They picked up the kids and they need to be praised for it.
They cooked one meal and they will reference it for weeks.
The smallest contribution to the household becomes a story they tell, sometimes for years.
Meanwhile, the consistent contributions you make every day, without comment, are not noticed and not appreciated.
The asymmetry is the giveaway. Real partners notice the daily labor of running a household. They do not need to be celebrated for occasional contributions, and they appreciate the things you do without prompting.
A narcissist treats their participation as exceptional and yours as expected. Over years, this asymmetry quietly drains you.
#8 The fake rivalries
This is one of the strangest patterns, and it took me a while to identify it as a pattern.
A narcissist will sometimes engineer competition between you and another person who, in reality, has no conflict with you at all.
A friend of theirs is positioned as your rival. A coworker is mentioned in ways that suggest the coworker is competing with you. A family member's small comment from years ago gets brought up regularly as evidence that the family member dislikes you.
You start to feel tension with people you barely know.
If you ever met the person directly, you would discover the rivalry was invented. They have no problem with you. The whole thing was constructed by the narcissist for entertainment, and to keep you in a state of low-grade anxiety about your social world.
If you find yourself feeling distrustful of multiple people who, on closer inspection, have done nothing to you, the source might be in the narrative the narcissist has been feeding you.
#9 Disappearing during your emergencies
When you have a real crisis, they are nowhere to be found.

**WHAT TO DO:**
• A. Reproduce the part of the excerpt on narcissists between "You start to" and "been feeding you.", inclusive.
• B. Summarize the excerpt on narcissists in two sentences.

**MATERIAL PROVIDED:**

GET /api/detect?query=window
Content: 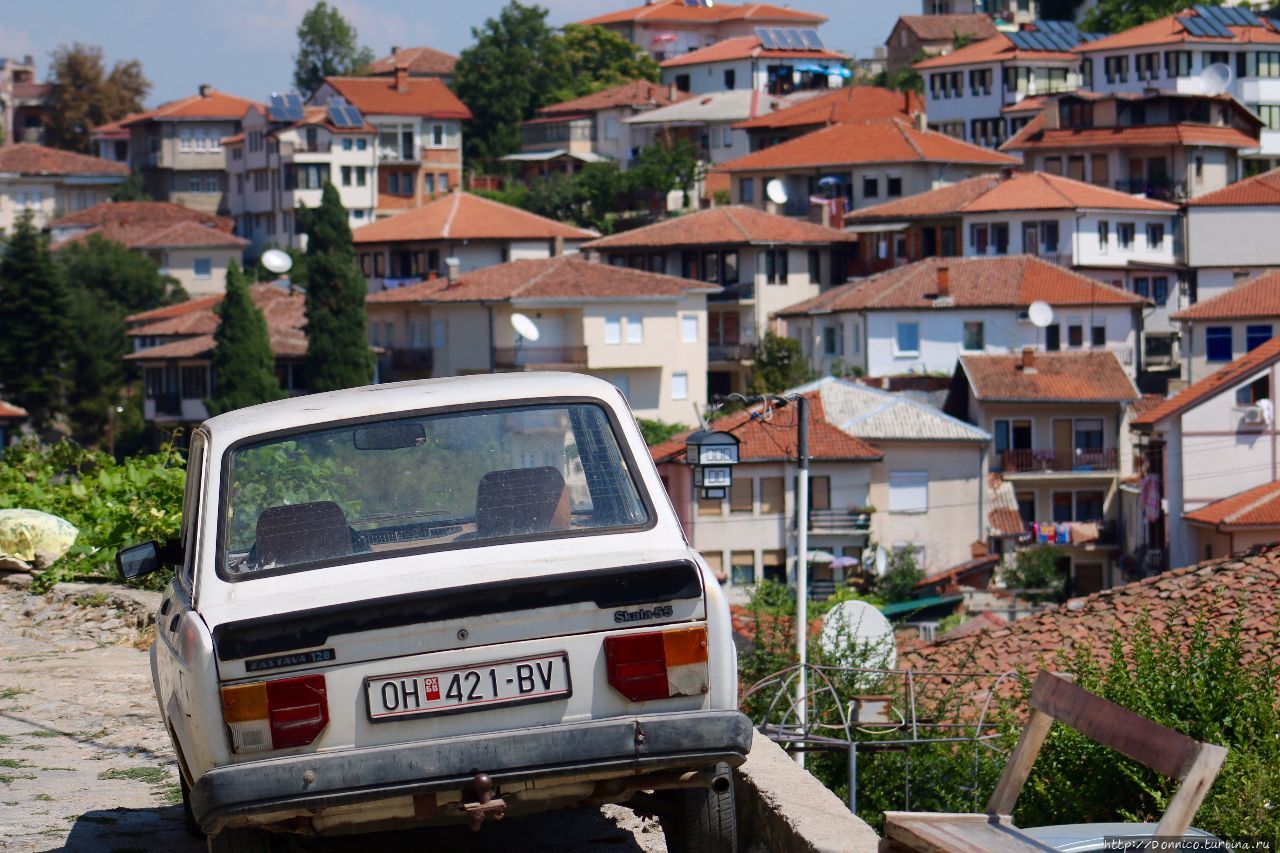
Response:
[680,314,698,343]
[960,320,986,352]
[1204,325,1231,361]
[888,471,929,512]
[893,323,920,356]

**WRITTEN RESPONSES:**
• A.
You start to feel tension with people you barely know.
If you ever met the person directly, you would discover the rivalry was invented. They have no problem with you. The whole thing was constructed by the narcissist for entertainment, and to keep you in a state of low-grade anxiety about your social world.
If you find yourself feeling distrustful of multiple people who, on closer inspection, have done nothing to you, the source might be in the narrative the narcissist has been feeding you.

• B. A narcissist treats their own occasional contributions to the household as exceptional, while your consistent daily labor goes unnoticed and unappreciated, and over years this asymmetry drains you. They may also invent rivalries between you and people who have no conflict with you, keeping you anxious about your social world, and they are nowhere to be found when you have a real crisis.